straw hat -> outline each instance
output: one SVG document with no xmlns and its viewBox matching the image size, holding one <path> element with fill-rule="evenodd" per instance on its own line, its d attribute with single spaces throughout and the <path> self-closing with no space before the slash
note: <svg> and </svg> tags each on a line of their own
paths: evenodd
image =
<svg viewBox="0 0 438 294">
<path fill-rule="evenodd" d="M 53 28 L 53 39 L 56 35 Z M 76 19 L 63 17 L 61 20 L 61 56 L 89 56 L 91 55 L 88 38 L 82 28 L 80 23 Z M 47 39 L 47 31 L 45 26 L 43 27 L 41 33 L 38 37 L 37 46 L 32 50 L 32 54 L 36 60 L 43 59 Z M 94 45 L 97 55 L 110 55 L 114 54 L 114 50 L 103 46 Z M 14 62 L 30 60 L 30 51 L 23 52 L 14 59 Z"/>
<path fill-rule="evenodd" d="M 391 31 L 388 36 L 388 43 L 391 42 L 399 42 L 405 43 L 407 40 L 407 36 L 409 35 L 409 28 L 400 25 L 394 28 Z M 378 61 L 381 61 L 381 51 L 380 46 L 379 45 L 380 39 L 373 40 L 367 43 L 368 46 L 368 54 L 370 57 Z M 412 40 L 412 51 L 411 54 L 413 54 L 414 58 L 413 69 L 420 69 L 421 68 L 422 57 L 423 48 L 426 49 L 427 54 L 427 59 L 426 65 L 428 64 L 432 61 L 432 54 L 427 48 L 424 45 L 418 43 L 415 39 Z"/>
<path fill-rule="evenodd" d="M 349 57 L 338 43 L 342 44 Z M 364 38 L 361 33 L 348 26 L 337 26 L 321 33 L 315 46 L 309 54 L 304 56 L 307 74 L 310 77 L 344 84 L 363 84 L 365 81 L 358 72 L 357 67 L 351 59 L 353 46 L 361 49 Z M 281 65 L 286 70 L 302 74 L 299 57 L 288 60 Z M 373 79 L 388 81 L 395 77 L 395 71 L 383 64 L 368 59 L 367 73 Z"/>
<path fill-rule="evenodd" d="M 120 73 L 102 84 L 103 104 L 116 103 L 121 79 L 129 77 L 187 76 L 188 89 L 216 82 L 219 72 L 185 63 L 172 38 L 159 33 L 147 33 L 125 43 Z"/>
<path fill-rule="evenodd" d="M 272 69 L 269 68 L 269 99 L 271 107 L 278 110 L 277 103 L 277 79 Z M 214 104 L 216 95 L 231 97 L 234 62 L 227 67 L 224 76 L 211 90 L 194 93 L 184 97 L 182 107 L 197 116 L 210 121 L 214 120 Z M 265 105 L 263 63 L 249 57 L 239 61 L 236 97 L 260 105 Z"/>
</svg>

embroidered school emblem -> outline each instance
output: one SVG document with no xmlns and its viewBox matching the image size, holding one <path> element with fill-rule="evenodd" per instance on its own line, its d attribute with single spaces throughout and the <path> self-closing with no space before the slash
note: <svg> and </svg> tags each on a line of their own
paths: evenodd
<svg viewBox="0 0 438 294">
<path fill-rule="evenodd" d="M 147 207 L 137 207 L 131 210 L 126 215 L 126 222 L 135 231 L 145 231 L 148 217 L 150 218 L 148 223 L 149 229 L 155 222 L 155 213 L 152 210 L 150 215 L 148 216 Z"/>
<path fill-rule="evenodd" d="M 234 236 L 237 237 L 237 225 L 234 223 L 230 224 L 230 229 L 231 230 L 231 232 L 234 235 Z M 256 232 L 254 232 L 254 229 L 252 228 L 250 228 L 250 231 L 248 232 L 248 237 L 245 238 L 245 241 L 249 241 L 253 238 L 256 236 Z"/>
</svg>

* * *

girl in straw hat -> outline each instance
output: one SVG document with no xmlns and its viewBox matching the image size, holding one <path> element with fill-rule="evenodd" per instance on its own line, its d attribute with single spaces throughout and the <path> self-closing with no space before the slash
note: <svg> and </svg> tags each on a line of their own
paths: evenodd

**Task:** Render the records from the line with "embroidered school emblem" to the line with "147 207 L 137" as a JSON list of strings, one string per line and blank lines omitted.

**Written reply:**
[
  "embroidered school emblem -> outline each instance",
  "output: one SVG document with no xmlns and its viewBox matching the image size, holding one <path> element with fill-rule=\"evenodd\" per instance on its own line, its d attribute with single spaces throughout and the <path> self-closing with no space before the slash",
  "note: <svg> and </svg> tags each on a line of their own",
  "paths: evenodd",
  "<svg viewBox=\"0 0 438 294\">",
  "<path fill-rule=\"evenodd\" d=\"M 147 207 L 137 207 L 131 210 L 126 215 L 126 222 L 135 231 L 145 231 L 148 217 L 150 218 L 148 223 L 149 229 L 155 222 L 155 213 L 152 210 L 150 215 L 148 216 Z\"/>"
]